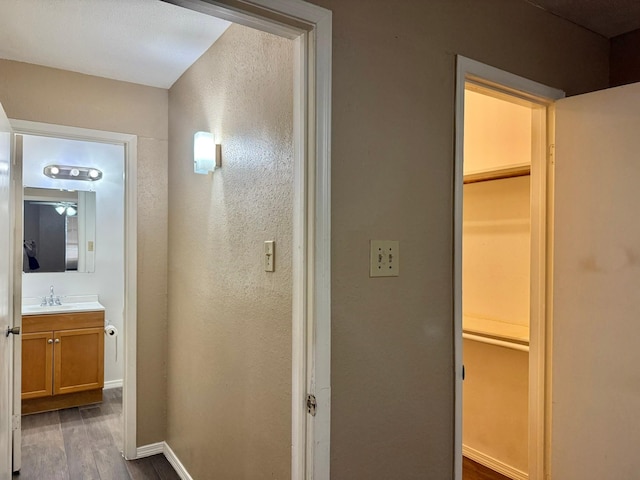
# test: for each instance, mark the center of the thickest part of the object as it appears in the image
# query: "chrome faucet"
(52, 300)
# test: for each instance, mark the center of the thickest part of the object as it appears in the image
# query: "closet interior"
(496, 278)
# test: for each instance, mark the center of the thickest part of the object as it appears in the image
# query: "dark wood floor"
(84, 444)
(474, 471)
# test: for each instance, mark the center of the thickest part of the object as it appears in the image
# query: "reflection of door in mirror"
(59, 230)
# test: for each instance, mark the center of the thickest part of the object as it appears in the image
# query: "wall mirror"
(59, 230)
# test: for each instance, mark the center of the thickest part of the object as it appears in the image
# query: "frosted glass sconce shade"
(68, 172)
(206, 154)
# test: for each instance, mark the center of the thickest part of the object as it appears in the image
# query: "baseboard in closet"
(494, 464)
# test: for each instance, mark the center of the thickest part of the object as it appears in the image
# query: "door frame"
(130, 143)
(541, 251)
(310, 28)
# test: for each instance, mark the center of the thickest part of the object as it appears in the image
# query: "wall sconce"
(206, 153)
(68, 172)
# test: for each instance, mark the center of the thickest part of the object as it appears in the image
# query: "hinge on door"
(311, 405)
(15, 422)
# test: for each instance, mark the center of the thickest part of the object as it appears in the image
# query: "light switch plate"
(384, 258)
(269, 256)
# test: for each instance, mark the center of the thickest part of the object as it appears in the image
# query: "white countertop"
(70, 304)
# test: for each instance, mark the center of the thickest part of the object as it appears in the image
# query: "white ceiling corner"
(149, 42)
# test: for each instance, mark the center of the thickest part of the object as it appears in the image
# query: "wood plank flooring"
(84, 443)
(474, 471)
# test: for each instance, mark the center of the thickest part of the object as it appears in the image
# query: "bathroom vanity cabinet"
(62, 360)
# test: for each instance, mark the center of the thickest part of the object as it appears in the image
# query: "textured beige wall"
(595, 394)
(30, 92)
(392, 176)
(229, 386)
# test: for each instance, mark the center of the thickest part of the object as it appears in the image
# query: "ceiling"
(609, 18)
(152, 42)
(141, 41)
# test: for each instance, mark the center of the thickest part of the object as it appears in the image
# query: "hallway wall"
(392, 174)
(229, 374)
(42, 94)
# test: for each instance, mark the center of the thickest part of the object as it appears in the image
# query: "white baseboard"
(176, 463)
(494, 464)
(112, 384)
(162, 447)
(151, 449)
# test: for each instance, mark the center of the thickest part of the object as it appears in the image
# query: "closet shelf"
(496, 330)
(510, 171)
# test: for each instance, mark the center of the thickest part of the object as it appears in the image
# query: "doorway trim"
(130, 143)
(539, 355)
(310, 28)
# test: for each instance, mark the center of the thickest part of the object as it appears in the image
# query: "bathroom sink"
(69, 304)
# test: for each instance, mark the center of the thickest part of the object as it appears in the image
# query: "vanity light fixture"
(68, 172)
(66, 208)
(206, 153)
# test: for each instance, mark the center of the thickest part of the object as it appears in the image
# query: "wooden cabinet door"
(78, 360)
(37, 354)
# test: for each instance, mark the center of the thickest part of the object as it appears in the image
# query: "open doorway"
(310, 338)
(70, 362)
(501, 255)
(496, 276)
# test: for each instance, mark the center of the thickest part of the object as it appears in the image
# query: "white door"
(595, 429)
(6, 314)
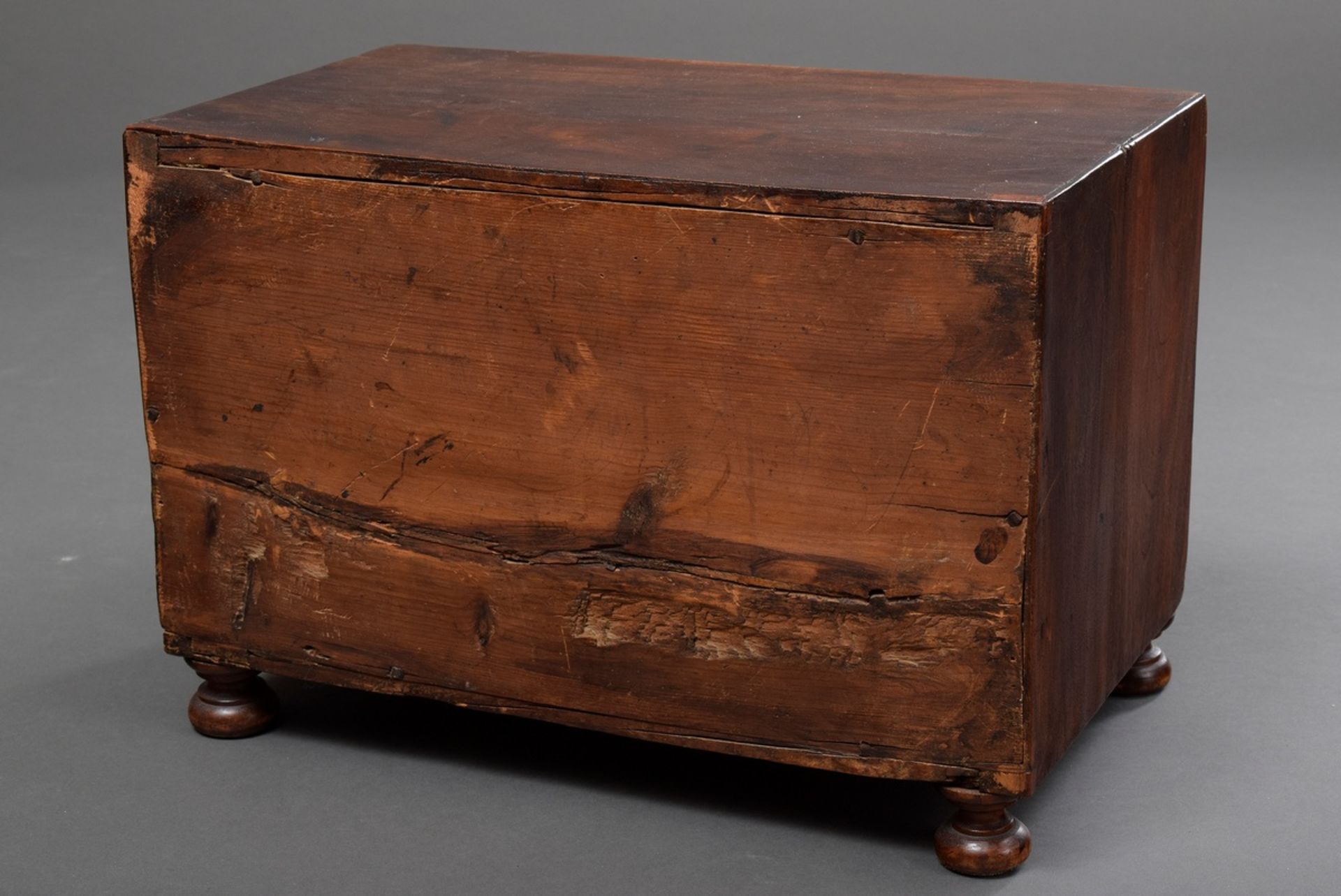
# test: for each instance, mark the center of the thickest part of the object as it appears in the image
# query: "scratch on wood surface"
(908, 460)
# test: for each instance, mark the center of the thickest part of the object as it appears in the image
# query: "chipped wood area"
(240, 159)
(644, 651)
(753, 479)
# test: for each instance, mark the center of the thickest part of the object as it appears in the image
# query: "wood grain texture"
(972, 149)
(840, 419)
(1119, 328)
(561, 376)
(622, 648)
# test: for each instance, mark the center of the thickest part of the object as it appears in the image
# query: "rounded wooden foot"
(982, 839)
(1148, 675)
(231, 703)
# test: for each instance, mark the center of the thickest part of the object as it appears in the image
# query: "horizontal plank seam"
(609, 198)
(212, 651)
(396, 533)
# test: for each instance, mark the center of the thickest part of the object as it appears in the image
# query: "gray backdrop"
(1226, 784)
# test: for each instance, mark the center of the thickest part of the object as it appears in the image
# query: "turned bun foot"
(1148, 675)
(231, 703)
(982, 839)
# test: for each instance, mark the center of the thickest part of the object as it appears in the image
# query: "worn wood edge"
(1005, 779)
(1119, 152)
(430, 540)
(201, 151)
(1033, 772)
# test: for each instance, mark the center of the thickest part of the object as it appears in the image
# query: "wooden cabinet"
(829, 418)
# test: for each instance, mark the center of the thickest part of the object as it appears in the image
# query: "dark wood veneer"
(840, 419)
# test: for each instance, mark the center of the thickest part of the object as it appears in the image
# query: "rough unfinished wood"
(838, 419)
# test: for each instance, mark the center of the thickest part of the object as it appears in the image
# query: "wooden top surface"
(762, 128)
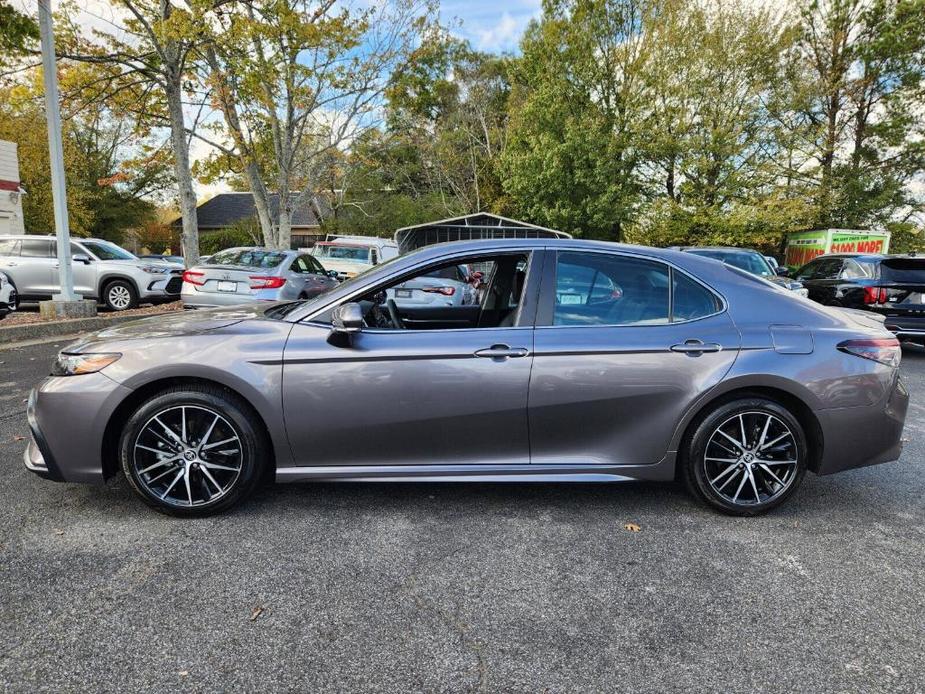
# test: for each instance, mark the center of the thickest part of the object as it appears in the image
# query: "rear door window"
(604, 289)
(903, 270)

* [Description of the task]
Set down the whole listing word for word, omitting the pictures.

* [Answer space]
# test: for each instance, mark the center of the thickest part of the object as it appears in the image
# query: "chrome faucet"
(52, 300)
# test: for each instance, mark the center of the thickest part of the object as it appears in the image
# query: "closet interior"
(496, 278)
# test: for each instance, mark the center of the thickest part of the object as it appears in the image
# query: "dark wood floor"
(84, 444)
(474, 471)
# test: for each instance, mark the center of the thickest part of the object as it appears in the image
# query: "reflection of door in mirror"
(59, 230)
# test: for each instance, mark the center of the thickest part of the object as it appears in the image
# query: "wall mirror"
(59, 230)
# test: for each instance, mark the center of the thickest part of the object as it appears in the image
# query: "frosted glass sconce shade"
(68, 172)
(206, 154)
# test: for each instance, mark the center of the thickest part of the object as it appears in the image
# query: "baseboard in closet"
(494, 464)
# test: for each instance, mark the center of the thickest part of the object as it appears in the image
# query: "door frame"
(130, 143)
(541, 251)
(310, 28)
# test: for each instance, mark the center of the thickest part of the object as it appears in the image
# query: "wall sconce"
(206, 153)
(68, 172)
# test: for each instance, mark the center of the thickest part of the object as it appears in the image
# query: "hinge on door"
(311, 405)
(15, 422)
# test: for each instance, mark the center of the thickest part of the object as it appears in the image
# query: "light switch plate"
(384, 258)
(269, 256)
# test: for each instance, mark the center of the thickest part of the object as it appears in the image
# query: "white countertop"
(70, 304)
# test: for each instance, mark the center of the thickest part of the object as it appears in the image
# query: "white ceiling corner"
(149, 42)
# test: for each instance, mark the center of the thickest part of the object as it appears in the image
# query: "wood plank flooring"
(84, 443)
(474, 471)
# test: for each instance, mark the center of the thickest part of the object as it appears in the image
# query: "bathroom vanity cabinet"
(62, 360)
# test: for each instance, mark the center of the thickest part of the object as it appears in the image
# query: "textured beige wall"
(595, 394)
(30, 92)
(392, 176)
(229, 386)
# test: for each instance, mark the center of the thickest part of the object as it appears in the image
# query: "ceiling"
(609, 18)
(152, 42)
(141, 41)
# test: for each instance, mark the center of the thickest part of the object as it appears in the image
# query: "hallway wall"
(392, 174)
(229, 374)
(42, 94)
# test: for each instance, mark the center of the thickest part of the object as it appears in the image
# query: "white baseboard"
(176, 463)
(494, 464)
(112, 384)
(162, 447)
(151, 449)
# test: for each instance, mark the center of the thickest part of the object as it appears in the image
# query: "closet shelf"
(496, 330)
(510, 171)
# test: for each instance, mark the center of the thickest part of the object as it appears in the image
# query: "doorway trim"
(130, 143)
(539, 355)
(310, 28)
# test: for each instance, mark the center of the thickest part of the object as it appears in the image
# query: "bathroom sink"
(69, 304)
# test: for each instance, mark the center of the thickest part of the object as it appears in the image
# query: "vanity light fixture"
(68, 172)
(66, 208)
(206, 153)
# test: for each instance, mark the center of the thickest part of the object as it appears in the image
# query: "wooden cabinet door"
(78, 360)
(37, 354)
# test: for each instance, mark the center of the thickest part of the object as it appears in the image
# query: "open doorway"
(310, 338)
(70, 362)
(501, 255)
(496, 276)
# test: for each instance, mark the center of the thickest part of the object as it appears in the image
# query: "white door"
(595, 429)
(6, 314)
# test: for each instance, mark the center of the thickest part of the object as it appears in the image
# query: "scratch on wood surface"
(908, 460)
# test: for each instance, mark the center of the thickest part of the object as it appears in the image
# query: "chipped wood area"
(240, 159)
(644, 651)
(753, 479)
# test: for each instance, mark the center of the thickest part of the object as it appears in the image
# query: "wood grain texture"
(972, 149)
(840, 419)
(1119, 328)
(561, 376)
(622, 648)
# test: for each instance, mark the center of the thickest part of the object as it appears in the image
# query: "rounded wooden foot"
(982, 839)
(1148, 675)
(231, 703)
# test: for each instance, mark the center of the thickest part of the object as it appears in the image
# query: "horizontal plank seam"
(609, 198)
(212, 651)
(396, 533)
# test: for each instance, mark the center of the thickest part of the object as it appears in the image
# query: "gray backdrop"
(1226, 784)
# test: for each instance, mark the center of the thickest part of the object as it appears in the image
# query: "turned bun foot"
(1148, 675)
(231, 703)
(982, 839)
# test: for each instance, mark the center of the thickest part of the object as it appears in the image
# query: "worn wood edge"
(1005, 779)
(1119, 152)
(430, 540)
(201, 151)
(1033, 772)
# test: for each instance, mark the center of the thickest part of the object as it appears in the image
# query: "wooden cabinet"
(829, 418)
# test: for each instance, mark the center of the thickest part of the object as it appears in the image
# query: "dark wood veneer"
(840, 419)
# test: for each instance, mark the center of the thickest part of the object as it appears in the image
# query: "rough unfinished wood"
(838, 419)
# test: for each instance, mark the center of the thickest part of the object as it appears in the image
# query: "wooden top surface"
(762, 128)
# test: for each instance, mark the center of the thickest part of the object as it appears in the image
# query: "rear door window"
(604, 289)
(903, 270)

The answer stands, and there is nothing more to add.